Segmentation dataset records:
** start **

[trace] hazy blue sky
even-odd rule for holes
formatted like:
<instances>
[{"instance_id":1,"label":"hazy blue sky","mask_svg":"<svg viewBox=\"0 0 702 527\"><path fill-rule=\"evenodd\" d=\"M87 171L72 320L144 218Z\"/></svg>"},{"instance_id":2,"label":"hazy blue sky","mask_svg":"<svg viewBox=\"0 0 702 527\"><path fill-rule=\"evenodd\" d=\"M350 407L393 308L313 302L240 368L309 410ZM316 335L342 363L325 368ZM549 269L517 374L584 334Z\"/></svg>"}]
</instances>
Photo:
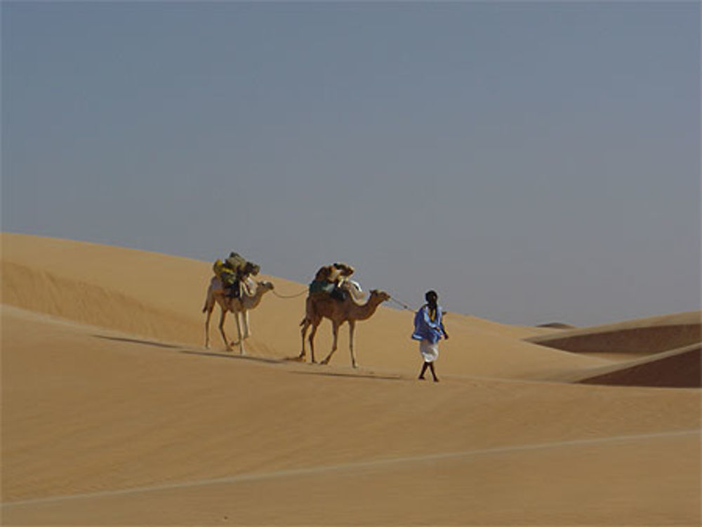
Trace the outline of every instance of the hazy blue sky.
<instances>
[{"instance_id":1,"label":"hazy blue sky","mask_svg":"<svg viewBox=\"0 0 702 527\"><path fill-rule=\"evenodd\" d=\"M700 309L697 1L1 8L4 231L512 323Z\"/></svg>"}]
</instances>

** end **

> Task prompt
Give the entries from their beginning up to and including the line containing "309L697 1L1 8L4" as a Markdown table with the columns Row and Line, numbering each line and omitting blank lines. Leave the pictures out of the answer.

> Answer for the task
| Row | Line |
|---|---|
| 1 | [trace] hazy blue sky |
| 2 | even-odd rule for holes |
| 3 | formatted like: |
| 4 | <instances> |
| 5 | [{"instance_id":1,"label":"hazy blue sky","mask_svg":"<svg viewBox=\"0 0 702 527\"><path fill-rule=\"evenodd\" d=\"M87 171L72 320L144 218Z\"/></svg>"},{"instance_id":2,"label":"hazy blue sky","mask_svg":"<svg viewBox=\"0 0 702 527\"><path fill-rule=\"evenodd\" d=\"M350 407L393 308L313 302L240 368L309 410ZM316 335L342 363L325 368ZM549 269L517 374L584 334Z\"/></svg>"}] |
| 6 | </instances> |
| 7 | Photo: |
| 8 | Trace the outline of every instance of the hazy blue sky. |
| 9 | <instances> |
| 10 | [{"instance_id":1,"label":"hazy blue sky","mask_svg":"<svg viewBox=\"0 0 702 527\"><path fill-rule=\"evenodd\" d=\"M700 309L697 1L1 8L4 231L512 323Z\"/></svg>"}] |